WHAT YOU WILL DO:
a. In the projectile torque problem, what expression does the solution give for the time of flight?
b. Count the lines of the entries that contain the string "field", and reply with the number alone.

SELECTION:
────────────────────────────────────────

Question

Average torque on a projectile of mass $m$ (initial speed $u$ and angle of projection $\theta$ ) between initial and final positions $P$ and $Q$ as shown in figure, about the point of projection is:

• A. $\frac{m{u}^2\sin 2\theta }{2}$
• B. $\frac{m{u}^2\cos \theta }{2}$
• C. $m{u}^2\sin \theta$
• D. $m{u}^2\cos \theta$

Answer 1

Answer: (A)

${\bar{\tau }}_{av}\cdot \Delta t=\Delta \vec{L}\dots$ (i)
Here $\Delta t=$ time of flight $=\frac{2u\sin \theta }{g}$
Change in angular momentum about point of projection (initially it is zero)
$|\overrightarrow{\Delta L}|=\left|{\vec{L}}_f-{\vec{L}}_i\right|=(mu\sin \theta )$ Range
$=\frac{(mu\sin \theta )\left(u^2\sin 2\theta \right)}{g}=\frac{m{u}^3\sin \theta \sin 2\theta }{g}$
Now $\left|{\vec{\tau }}_{\alpha v}\right|=\left|\frac{\overrightarrow{\Delta L}}{\Delta t}\right|=\frac{m{u}^3\sin \theta \sin 2\theta }{g}\times \frac{g}{2u\sin \theta }$
$=\frac{m{u}^2\sin 2\theta }{2}$

────────────────────────────────────────

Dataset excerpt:
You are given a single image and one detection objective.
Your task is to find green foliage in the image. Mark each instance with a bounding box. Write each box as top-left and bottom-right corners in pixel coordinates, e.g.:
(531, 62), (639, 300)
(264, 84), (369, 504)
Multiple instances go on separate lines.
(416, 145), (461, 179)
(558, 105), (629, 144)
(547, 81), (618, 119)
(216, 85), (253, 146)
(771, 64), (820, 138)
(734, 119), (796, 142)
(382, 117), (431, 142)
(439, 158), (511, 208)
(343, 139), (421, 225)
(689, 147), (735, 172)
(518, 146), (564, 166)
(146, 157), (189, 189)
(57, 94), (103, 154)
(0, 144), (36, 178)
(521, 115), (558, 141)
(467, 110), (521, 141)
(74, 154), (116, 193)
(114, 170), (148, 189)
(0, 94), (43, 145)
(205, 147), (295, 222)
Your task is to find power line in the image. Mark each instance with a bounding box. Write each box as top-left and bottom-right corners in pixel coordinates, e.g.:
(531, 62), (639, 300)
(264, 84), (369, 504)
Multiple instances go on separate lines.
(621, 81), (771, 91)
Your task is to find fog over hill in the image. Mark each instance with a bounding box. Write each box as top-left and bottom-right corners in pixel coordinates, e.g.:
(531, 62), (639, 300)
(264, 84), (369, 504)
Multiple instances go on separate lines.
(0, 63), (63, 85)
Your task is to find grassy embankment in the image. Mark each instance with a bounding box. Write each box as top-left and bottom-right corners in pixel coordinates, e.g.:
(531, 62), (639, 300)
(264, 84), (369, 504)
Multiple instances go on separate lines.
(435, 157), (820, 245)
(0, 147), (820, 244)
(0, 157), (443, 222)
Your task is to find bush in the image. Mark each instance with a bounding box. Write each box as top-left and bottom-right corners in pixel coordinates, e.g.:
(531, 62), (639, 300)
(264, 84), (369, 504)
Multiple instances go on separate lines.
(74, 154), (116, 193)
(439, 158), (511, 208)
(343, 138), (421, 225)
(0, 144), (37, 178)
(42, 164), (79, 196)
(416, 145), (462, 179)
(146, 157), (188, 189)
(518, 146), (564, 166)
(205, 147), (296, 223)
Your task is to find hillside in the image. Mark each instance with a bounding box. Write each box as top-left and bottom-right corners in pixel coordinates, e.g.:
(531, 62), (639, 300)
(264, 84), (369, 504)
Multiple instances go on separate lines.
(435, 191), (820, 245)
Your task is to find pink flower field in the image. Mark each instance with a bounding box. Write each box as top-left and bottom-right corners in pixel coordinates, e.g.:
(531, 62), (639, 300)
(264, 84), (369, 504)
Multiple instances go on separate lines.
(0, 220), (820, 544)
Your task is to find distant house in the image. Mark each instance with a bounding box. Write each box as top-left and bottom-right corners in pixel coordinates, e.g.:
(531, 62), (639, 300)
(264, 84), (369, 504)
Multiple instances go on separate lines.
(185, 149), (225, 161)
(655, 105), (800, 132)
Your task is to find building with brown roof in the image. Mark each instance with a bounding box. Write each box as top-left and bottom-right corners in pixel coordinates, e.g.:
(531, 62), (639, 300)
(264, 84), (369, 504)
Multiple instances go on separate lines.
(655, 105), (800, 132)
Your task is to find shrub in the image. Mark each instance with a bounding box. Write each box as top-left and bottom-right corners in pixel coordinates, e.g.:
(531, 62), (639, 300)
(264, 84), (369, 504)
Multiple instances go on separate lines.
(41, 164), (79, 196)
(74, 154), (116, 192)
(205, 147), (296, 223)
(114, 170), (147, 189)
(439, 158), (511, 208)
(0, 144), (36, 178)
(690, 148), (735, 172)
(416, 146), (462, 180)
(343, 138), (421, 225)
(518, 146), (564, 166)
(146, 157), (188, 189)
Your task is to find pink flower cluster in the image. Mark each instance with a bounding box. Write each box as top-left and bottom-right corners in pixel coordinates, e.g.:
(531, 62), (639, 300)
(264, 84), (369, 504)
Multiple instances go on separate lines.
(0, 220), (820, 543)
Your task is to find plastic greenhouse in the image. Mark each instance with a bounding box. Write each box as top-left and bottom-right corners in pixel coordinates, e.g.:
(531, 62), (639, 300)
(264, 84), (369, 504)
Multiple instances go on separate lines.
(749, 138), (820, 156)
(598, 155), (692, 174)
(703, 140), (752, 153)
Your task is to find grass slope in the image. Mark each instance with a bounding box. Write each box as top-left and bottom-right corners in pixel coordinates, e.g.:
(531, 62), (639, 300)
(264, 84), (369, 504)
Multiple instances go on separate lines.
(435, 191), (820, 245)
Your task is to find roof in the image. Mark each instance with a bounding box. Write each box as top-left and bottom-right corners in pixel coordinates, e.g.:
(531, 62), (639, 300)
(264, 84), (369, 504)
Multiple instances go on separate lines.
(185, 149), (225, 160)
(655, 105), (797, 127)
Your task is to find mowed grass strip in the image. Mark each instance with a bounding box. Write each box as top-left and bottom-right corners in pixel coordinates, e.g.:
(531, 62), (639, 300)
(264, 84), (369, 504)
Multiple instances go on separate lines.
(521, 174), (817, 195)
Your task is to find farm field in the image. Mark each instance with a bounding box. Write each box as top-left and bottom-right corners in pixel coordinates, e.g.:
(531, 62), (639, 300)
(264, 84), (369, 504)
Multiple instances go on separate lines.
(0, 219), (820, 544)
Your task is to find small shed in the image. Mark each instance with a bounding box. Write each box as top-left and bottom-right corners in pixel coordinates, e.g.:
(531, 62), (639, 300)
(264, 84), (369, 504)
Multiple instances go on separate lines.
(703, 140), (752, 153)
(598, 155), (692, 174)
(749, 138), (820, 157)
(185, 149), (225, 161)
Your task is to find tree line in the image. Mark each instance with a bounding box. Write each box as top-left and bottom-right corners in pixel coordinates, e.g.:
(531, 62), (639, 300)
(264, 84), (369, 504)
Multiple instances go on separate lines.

────────────────────────────────────────

RESPONSES:
a. The time of flight is 2u sin θ / g.

b. 2